Stated exercise:
Quote, verbatim, all material below, without pictures.

+++ Task inputs +++

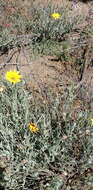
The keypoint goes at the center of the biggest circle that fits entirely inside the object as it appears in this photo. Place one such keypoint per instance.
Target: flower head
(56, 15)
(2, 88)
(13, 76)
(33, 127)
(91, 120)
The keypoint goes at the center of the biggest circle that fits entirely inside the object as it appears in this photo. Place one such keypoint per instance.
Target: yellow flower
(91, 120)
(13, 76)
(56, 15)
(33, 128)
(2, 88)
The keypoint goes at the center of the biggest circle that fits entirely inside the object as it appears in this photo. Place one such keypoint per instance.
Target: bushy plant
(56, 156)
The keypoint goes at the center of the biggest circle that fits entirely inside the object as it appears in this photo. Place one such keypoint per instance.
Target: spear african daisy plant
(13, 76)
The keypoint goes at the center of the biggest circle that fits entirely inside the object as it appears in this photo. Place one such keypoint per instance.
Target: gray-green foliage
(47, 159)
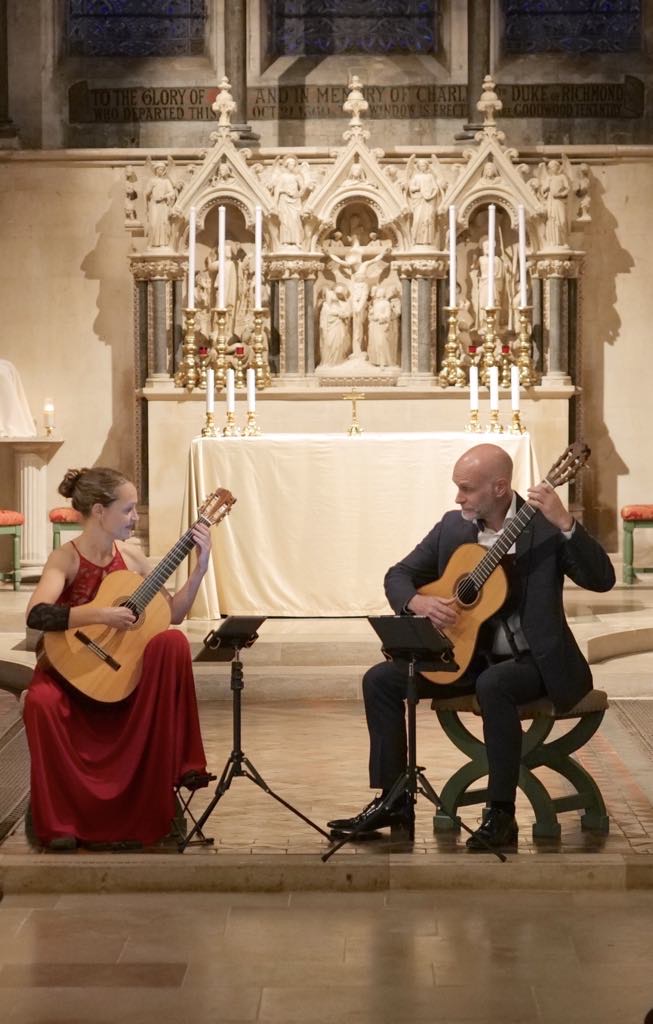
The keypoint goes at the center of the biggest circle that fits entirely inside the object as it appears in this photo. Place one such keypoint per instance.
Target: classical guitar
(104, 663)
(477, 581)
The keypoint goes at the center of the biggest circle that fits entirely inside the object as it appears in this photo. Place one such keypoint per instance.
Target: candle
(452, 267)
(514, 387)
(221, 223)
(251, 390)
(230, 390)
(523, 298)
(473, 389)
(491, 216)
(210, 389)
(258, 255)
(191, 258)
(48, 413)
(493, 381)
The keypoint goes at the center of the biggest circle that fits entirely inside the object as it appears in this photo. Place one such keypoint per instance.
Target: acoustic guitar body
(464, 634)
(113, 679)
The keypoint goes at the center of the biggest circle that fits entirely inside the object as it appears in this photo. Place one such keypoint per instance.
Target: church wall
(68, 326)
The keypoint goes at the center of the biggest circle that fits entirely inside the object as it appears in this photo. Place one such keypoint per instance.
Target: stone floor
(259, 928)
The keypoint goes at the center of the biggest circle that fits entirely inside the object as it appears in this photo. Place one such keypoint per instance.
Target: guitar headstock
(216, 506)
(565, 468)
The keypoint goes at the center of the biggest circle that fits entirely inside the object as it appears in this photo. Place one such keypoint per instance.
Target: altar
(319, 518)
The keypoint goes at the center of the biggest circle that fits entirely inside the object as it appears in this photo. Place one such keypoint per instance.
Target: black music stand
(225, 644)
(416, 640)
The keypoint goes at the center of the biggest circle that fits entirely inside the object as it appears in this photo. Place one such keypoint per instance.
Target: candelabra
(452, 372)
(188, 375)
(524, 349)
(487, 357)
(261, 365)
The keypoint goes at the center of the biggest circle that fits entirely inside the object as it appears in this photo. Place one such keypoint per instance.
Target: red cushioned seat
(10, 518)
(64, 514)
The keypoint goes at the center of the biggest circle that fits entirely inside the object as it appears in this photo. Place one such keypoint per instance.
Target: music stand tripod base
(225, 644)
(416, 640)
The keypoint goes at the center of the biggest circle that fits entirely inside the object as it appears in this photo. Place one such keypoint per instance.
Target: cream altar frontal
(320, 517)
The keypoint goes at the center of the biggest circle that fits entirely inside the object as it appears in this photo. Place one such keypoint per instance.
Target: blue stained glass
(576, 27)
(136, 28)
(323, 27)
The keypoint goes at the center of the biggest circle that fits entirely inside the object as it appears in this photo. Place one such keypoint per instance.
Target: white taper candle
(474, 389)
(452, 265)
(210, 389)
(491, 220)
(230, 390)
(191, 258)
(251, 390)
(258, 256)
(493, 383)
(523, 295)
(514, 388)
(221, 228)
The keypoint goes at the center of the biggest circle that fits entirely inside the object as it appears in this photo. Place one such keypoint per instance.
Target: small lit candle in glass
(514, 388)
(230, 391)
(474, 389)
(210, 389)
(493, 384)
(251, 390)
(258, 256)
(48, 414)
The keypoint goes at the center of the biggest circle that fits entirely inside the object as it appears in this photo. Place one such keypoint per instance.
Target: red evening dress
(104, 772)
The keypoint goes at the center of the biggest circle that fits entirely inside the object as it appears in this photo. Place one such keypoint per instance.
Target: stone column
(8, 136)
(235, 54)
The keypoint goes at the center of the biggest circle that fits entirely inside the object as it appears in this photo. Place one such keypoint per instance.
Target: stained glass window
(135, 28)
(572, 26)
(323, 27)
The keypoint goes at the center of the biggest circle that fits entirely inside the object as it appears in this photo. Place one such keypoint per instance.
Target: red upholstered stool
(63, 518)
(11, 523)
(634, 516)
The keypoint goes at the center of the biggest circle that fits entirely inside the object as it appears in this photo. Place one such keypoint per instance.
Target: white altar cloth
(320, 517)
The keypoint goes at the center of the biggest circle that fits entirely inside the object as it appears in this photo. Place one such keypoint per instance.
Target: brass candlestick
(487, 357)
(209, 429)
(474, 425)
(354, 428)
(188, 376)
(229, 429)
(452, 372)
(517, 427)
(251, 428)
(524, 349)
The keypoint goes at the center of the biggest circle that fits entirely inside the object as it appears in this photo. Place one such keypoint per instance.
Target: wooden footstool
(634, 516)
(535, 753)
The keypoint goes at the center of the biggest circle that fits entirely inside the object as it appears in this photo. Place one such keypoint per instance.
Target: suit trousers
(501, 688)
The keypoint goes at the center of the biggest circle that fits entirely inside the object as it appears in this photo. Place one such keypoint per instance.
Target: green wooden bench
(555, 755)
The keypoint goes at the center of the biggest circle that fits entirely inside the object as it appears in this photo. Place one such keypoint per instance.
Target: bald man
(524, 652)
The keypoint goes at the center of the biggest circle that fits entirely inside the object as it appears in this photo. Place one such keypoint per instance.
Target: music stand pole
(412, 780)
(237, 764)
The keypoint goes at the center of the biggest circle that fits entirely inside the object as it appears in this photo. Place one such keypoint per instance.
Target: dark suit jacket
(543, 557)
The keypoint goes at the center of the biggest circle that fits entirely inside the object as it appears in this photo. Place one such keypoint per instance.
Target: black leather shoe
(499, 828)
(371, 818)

+++

Response to this task:
The keypoint goes at the center of the biggest circle that fits entirely inside the object as it appears in this photo. Place one such keypoint per instance.
Target: flower head
(56, 15)
(2, 88)
(13, 76)
(33, 127)
(91, 120)
The keypoint goes at the center of the biggest circle that fits entirely inside the object as it appears in this photo. Place one such keypoint per instance.
Target: yellow flower
(91, 120)
(13, 76)
(56, 15)
(33, 128)
(2, 88)
The keypoint goes at the center of the biggest circle that fits entirely inside the object as it appears in this photo. Place one such keypoint per instance.
Target: bushy plant
(56, 156)
The keypoint goes at the center of the biggest circle that fits entirely inside the object as it appears in this photo. Place one such keypoint per instance.
Target: spear african daisy plant
(13, 76)
The keypoint goes at the center of the biggest circle that fits entirely inside the object as it appears in this photo. Place one such keypoint per instance.
Target: gray-green foliage
(47, 159)
The keypoint goes at the center of the biggest circle that fits entirely inside the object as it appears in this photo. Place one such keypoint per instance.
Target: classical guitar
(104, 663)
(477, 581)
The keypoint goes at the center of the biggest circle that fits entirely inside the object as it appears in this photo. Place one such keypoint per instance.
Target: candle
(452, 267)
(514, 387)
(221, 223)
(251, 390)
(230, 390)
(523, 298)
(473, 389)
(491, 216)
(210, 389)
(258, 255)
(191, 258)
(48, 413)
(493, 381)
The keypoint goes at the center of the biggest circle that fits entirely inside the object as it appears in this photo. Place one such keypoint per instance.
Target: acoustic guitar body
(464, 634)
(113, 679)
The keypoint goes at the center of the biggest circle that fits entirely inside the object as it appears in this photo. Place one such keypoint per instance.
Target: church wall
(68, 326)
The keypoint goes at the center of the biggest circle that fits entirely inside the object as it appears in this photo. Place one such keypoint per instance.
Target: stone floor
(259, 928)
The keypoint goes at the center of the biggest circle that fits entirely inside the object as it appears in this photo. Place one such keypoint per instance.
Target: guitar headstock
(216, 506)
(565, 468)
The keypoint goes at the center of the biggest circle that fits entirely inside the object as it appears in this photo. Place one such keypoint per instance.
Target: altar
(319, 518)
The keypoint goes at the center of the biggest circle that fits entirely inside the object as it appears in this photo. Place one such keypoint per instance.
Target: black music stand
(225, 644)
(416, 640)
The keypoint goes at the center of the biggest circle that fits entirely inside the object as it appears in this photo. Place one such keypoint per instance.
Target: candelabra
(452, 372)
(188, 375)
(524, 349)
(487, 357)
(261, 365)
The keypoint goes at the center of the biggest circle that fits entirely inside the object as it appears in this photo. Place one such keypoint per instance.
Target: red cushioned seat
(10, 518)
(64, 514)
The keypoint goes at the center of the biggest circle that fits entirely inside the object as it appears in this photo. Place one such keypoint per instance.
Target: music stand tripod base
(225, 644)
(416, 640)
The keypoint goes at the center of the biggest circle that fits entirely inside the object as it appears in this photo. Place one such keypoint per instance.
Target: cream altar frontal
(320, 517)
The keypoint goes at the center of the biggest circle that fits entirely inside the object as it appears in this photo. Place one such keypoint per instance.
Target: blue stained glass
(576, 27)
(136, 28)
(323, 27)
The keypoint goes at the center of the biggest circle that fits entirely inside the object as it appears in this photo. Place one such keypoint per instance.
Target: white taper candle
(474, 389)
(452, 265)
(210, 389)
(491, 220)
(230, 390)
(191, 258)
(251, 390)
(258, 256)
(493, 383)
(523, 295)
(514, 388)
(221, 228)
The keypoint goes at the center of the biggest circle that fits entirely inside the object as it appears in this photo. Place one such keypoint per instance.
Target: small lit candle in glass
(514, 388)
(230, 391)
(474, 389)
(210, 389)
(493, 384)
(251, 390)
(258, 256)
(48, 414)
The keypoint goes at the center of the biggest circle that fits entirely inside the object as it appears in this photo. Place one such keypoint per instance.
Target: red evening dress
(104, 772)
The keypoint goes at the center of the biggest circle that fits entirely inside the object as it appears in this photo. Place one such keypoint per instance.
Target: stone column
(8, 136)
(235, 54)
The keypoint goes at the center of the biggest circle that fits entirely inside the object as it appears in this photo. Place one such keypoint per instance.
Target: stained glass window
(135, 28)
(572, 26)
(323, 27)
The keypoint goes at the center of the biggest circle that fits entirely inside the object as it appears in this photo. Place one such keypoint per instance.
Target: red upholstered stool
(63, 518)
(11, 523)
(634, 516)
The keypoint goes at the center of the biggest circle that fits entirely inside the object as it appears in this photo. Place one such keypoint per instance.
Target: white altar cloth
(320, 517)
The keypoint goes at the center of the biggest circle that fits entirely inside the object as it appears in this photo. Place one such keypoint per instance.
Target: brass candlestick
(487, 357)
(209, 429)
(474, 425)
(354, 428)
(188, 376)
(229, 429)
(452, 372)
(517, 427)
(251, 428)
(524, 349)
The keypoint goes at the center of the biggest circle that fits entirely inside the object as it appears in this photo. Place one such keypoint per instance.
Target: wooden footstool
(634, 516)
(535, 753)
The keypoint goes at the center of the biggest circle that fits entirely inside the object as it appears in this photo. Place one such keypoint per instance.
Target: suit trousers
(501, 688)
The keypoint goes at the center of the biggest circle that fits entirely inside the object as it appears in this photo. Place one such keypoint per instance.
Target: green wooden bench
(555, 755)
The keypoint goes at the center of the biggest circle that fits entirely inside the object as it appears in this photo. Place one such keypoint per instance.
Target: bald man
(524, 652)
The keypoint goes at the center of the biggest circle that fits entirely inside the object as it appears in this photo. Place one such keypoint per instance.
Target: music stand pole
(412, 780)
(237, 764)
The keypoint goes at the center of the biggest circle that fits entirely inside the object as it appears in this photo. Place one such keypoint per instance.
Target: dark suit jacket
(543, 557)
The keypoint goes at the center of the biggest circle that fits entirely inside the object as it appears in this photo. Place one such keypoint per instance.
Target: black leather shoe
(499, 828)
(371, 818)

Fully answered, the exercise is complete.